**How to complete this task**
In the data below, restate exactly the lines from the one with "Points = one" to the final line, both included, but not the pictures.

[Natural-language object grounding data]
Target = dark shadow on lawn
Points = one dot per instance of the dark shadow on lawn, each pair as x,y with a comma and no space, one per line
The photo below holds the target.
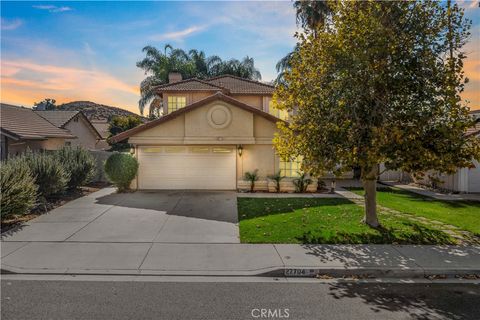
454,301
421,235
259,207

**Result**
Points = one dot per instance of the dark shadow on lawn, each pair as x,y with a comma and no space, one per line
The photo below holds the target.
454,301
421,235
259,207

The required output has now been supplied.